Pointing dataset records:
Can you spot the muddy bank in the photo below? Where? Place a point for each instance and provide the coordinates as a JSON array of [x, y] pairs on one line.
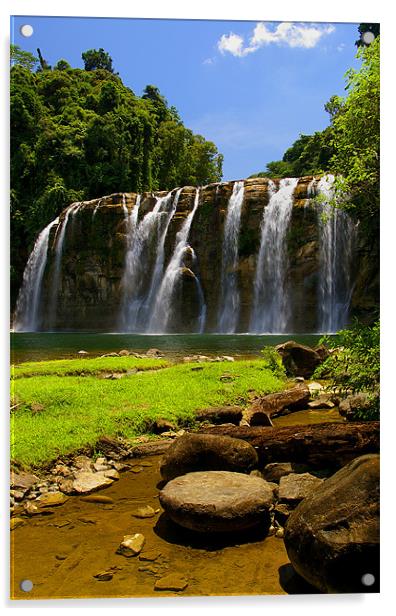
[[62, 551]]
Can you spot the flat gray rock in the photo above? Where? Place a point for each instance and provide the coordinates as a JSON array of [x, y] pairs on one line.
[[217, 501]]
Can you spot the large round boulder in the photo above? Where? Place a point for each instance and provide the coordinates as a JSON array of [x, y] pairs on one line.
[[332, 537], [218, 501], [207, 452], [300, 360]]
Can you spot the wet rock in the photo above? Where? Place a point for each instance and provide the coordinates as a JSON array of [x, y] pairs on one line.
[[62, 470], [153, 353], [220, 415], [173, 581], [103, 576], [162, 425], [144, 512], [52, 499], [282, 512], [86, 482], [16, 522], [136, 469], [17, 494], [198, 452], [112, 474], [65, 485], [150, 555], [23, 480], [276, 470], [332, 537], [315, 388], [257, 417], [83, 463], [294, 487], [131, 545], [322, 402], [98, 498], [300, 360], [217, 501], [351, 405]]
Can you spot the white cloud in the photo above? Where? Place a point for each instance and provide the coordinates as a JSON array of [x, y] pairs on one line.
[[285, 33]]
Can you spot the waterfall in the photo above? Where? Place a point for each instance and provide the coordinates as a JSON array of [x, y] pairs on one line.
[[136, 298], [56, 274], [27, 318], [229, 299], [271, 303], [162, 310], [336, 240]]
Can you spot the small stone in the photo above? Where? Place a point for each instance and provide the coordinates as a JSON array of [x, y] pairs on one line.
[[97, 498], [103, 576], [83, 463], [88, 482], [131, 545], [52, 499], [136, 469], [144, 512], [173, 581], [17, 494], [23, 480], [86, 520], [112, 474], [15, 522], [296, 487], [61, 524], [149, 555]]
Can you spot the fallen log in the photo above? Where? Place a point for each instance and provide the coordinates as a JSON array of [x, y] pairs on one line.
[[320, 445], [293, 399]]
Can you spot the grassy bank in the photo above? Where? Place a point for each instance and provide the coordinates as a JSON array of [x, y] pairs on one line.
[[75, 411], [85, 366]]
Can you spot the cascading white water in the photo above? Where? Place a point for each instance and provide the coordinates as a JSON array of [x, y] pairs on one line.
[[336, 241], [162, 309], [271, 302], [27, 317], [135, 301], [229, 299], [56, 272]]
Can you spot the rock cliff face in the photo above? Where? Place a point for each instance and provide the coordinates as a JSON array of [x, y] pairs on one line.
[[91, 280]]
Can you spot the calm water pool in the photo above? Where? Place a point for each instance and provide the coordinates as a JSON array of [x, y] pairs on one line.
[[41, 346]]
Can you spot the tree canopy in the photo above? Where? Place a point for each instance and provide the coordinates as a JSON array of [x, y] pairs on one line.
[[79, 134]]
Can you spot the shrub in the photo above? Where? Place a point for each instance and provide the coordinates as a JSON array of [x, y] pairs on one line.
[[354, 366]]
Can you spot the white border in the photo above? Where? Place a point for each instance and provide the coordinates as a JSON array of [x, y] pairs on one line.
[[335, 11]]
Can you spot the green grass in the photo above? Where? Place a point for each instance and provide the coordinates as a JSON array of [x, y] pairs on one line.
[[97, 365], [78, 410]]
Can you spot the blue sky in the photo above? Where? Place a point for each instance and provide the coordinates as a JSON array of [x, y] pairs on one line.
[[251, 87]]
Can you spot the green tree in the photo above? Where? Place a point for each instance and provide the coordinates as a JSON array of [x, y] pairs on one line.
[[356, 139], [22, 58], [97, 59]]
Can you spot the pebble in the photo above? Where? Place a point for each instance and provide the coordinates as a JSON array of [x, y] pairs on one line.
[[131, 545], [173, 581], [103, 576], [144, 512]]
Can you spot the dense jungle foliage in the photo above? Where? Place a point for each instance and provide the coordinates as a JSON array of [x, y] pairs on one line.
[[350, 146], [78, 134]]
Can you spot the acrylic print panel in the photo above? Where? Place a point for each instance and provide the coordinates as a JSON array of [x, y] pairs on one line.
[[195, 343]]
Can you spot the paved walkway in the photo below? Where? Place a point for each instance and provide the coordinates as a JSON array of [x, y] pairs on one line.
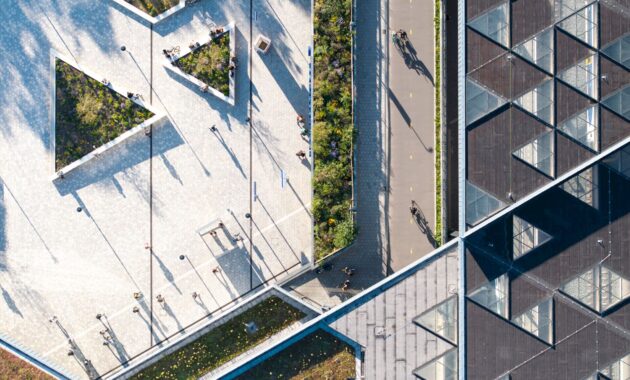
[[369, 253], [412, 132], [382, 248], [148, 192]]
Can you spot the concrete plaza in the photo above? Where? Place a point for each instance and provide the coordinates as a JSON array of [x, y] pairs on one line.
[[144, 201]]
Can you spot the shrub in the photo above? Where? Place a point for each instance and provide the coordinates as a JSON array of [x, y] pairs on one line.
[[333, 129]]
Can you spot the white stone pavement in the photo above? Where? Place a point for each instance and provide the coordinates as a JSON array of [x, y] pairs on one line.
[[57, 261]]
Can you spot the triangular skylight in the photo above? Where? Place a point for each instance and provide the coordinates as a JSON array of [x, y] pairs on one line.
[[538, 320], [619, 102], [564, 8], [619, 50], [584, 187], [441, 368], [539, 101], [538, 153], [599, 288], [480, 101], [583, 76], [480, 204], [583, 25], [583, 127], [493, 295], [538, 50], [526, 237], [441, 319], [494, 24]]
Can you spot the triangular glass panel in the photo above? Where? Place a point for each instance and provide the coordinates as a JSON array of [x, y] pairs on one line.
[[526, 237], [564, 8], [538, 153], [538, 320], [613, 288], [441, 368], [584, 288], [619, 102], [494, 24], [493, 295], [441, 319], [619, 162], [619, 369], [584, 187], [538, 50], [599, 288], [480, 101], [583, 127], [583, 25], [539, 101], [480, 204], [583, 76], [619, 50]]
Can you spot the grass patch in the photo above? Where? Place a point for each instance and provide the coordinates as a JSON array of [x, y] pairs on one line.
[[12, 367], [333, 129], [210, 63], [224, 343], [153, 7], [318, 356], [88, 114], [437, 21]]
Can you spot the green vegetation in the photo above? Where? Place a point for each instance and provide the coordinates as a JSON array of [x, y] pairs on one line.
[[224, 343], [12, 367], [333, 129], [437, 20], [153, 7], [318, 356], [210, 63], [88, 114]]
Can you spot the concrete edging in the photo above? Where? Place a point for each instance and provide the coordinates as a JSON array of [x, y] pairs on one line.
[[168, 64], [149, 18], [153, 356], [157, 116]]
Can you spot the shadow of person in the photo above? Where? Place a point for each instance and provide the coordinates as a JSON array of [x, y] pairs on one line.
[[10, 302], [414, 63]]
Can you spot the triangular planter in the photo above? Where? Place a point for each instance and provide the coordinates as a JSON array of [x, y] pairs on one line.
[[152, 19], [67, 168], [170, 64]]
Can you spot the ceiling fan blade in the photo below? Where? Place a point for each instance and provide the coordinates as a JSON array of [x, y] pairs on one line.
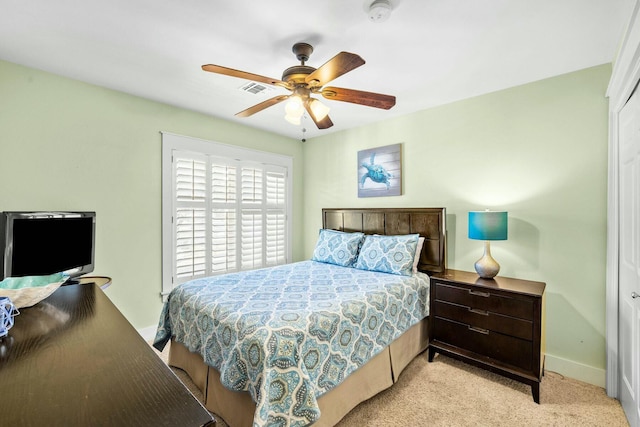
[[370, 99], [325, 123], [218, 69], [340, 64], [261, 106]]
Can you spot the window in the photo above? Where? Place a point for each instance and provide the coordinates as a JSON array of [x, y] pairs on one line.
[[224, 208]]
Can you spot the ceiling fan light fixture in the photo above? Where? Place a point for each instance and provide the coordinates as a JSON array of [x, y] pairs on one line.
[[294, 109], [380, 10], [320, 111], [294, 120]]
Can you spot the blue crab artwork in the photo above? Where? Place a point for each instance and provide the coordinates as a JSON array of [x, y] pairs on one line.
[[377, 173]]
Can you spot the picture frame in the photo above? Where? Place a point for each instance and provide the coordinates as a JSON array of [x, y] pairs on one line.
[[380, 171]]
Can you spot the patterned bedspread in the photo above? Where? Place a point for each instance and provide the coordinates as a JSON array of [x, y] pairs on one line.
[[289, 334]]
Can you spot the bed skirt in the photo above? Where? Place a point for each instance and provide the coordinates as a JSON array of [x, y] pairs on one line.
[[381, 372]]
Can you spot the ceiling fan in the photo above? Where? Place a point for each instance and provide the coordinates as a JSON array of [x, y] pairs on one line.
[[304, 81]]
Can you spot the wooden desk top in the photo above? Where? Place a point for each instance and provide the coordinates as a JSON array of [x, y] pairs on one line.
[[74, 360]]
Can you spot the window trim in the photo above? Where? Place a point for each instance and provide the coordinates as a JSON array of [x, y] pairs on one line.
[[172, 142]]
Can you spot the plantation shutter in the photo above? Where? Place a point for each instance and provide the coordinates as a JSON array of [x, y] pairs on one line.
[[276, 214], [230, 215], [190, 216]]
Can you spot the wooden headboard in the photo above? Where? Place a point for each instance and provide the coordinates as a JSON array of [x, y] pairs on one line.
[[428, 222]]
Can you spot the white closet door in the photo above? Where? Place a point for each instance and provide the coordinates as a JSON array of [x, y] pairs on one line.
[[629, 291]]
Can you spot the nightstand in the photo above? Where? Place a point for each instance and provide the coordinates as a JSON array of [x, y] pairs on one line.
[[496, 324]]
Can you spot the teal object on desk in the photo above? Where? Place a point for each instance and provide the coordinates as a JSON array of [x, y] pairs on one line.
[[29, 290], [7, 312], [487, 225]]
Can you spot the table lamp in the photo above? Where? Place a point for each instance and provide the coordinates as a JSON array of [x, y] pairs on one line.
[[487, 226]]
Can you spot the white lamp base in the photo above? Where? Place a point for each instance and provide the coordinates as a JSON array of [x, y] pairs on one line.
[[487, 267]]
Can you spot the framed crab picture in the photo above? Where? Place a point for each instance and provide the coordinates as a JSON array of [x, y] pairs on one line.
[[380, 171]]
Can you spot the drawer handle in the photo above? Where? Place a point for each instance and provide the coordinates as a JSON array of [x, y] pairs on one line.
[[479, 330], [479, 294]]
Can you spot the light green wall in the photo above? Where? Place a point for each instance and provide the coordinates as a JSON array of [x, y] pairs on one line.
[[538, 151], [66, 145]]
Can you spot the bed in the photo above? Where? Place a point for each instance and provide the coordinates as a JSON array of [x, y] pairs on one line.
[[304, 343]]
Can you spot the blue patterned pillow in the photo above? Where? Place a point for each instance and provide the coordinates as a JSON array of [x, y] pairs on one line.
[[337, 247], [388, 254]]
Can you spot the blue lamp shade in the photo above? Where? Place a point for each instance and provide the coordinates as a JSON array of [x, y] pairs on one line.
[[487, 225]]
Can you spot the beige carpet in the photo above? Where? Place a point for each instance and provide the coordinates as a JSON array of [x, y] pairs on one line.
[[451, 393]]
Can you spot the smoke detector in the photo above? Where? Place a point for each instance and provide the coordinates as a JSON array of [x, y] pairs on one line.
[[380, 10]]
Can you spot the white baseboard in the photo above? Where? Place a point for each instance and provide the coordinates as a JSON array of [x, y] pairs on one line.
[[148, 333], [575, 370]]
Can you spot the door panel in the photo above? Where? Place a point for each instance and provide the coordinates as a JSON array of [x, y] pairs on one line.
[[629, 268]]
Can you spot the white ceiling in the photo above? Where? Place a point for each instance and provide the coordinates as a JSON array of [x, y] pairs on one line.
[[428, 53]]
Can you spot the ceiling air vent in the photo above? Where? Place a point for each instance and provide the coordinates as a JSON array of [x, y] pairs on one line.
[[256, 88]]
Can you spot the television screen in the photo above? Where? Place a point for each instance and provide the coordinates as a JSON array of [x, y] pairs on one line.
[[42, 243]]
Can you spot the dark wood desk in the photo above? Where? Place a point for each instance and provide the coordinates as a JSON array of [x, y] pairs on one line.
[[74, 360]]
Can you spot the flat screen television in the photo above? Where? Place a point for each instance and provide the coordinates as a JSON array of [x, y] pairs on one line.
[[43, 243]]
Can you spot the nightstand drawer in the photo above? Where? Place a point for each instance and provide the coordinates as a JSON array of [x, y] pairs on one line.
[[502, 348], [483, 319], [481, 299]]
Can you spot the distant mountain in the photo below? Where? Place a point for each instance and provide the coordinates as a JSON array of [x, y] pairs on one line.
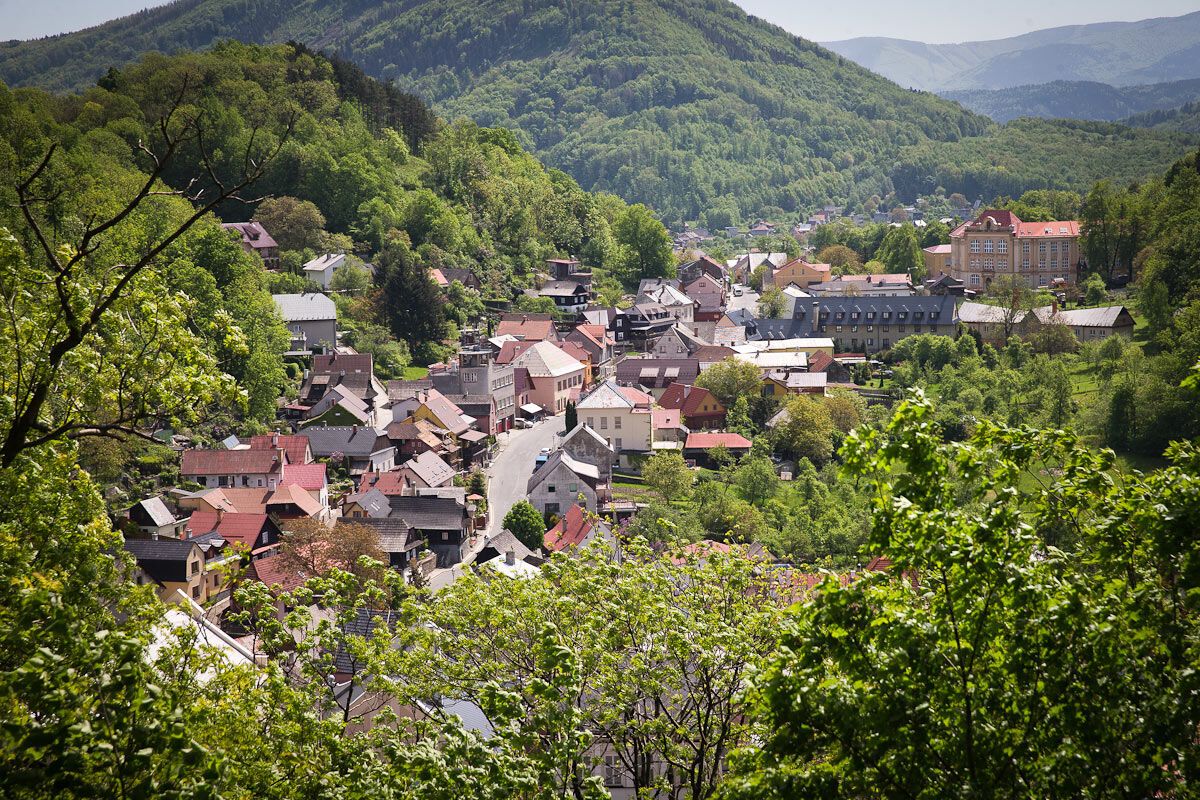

* Given problem: Rewrite the items from the start through the line holding "501], [351, 405]]", inclusive, keeping each item's wording but multiplying every coordinate in the answers by 1.45 and rounding to whole numbers, with halves rounded up. Leave the pictures out.

* Answer for this exercise:
Can you spot the muddy bank in the photo below? Where? Place a point for each instance and provide the coordinates as a JSON array of [x, y] pairs on one line.
[[90, 799]]
Can you spot the flat gray rock in the photo above? Where? Place a point for each instance and provide the coordinates as a JSON array of [x, y] pairs on one line.
[[315, 726]]
Can you spot the large round boulder in the photo above? Where? Place a point for each instance and provide the coordinates as a JSON array of [x, y] pairs on one line.
[[481, 779], [316, 726], [300, 655], [435, 522]]
Can you spot the wet rock in the photo above? Where? Place a point for each instance and provide the coordinates as a JSON array of [x, y] pairs on one line.
[[90, 682], [222, 512], [319, 602], [251, 842], [149, 835], [235, 616], [209, 742], [75, 724], [409, 742], [125, 699], [23, 757], [197, 680], [25, 716], [287, 655], [162, 687], [94, 703], [218, 805], [33, 696], [400, 682], [481, 779], [457, 563], [373, 605], [120, 671], [426, 706], [190, 790], [467, 583], [142, 722], [435, 522], [315, 726], [509, 587]]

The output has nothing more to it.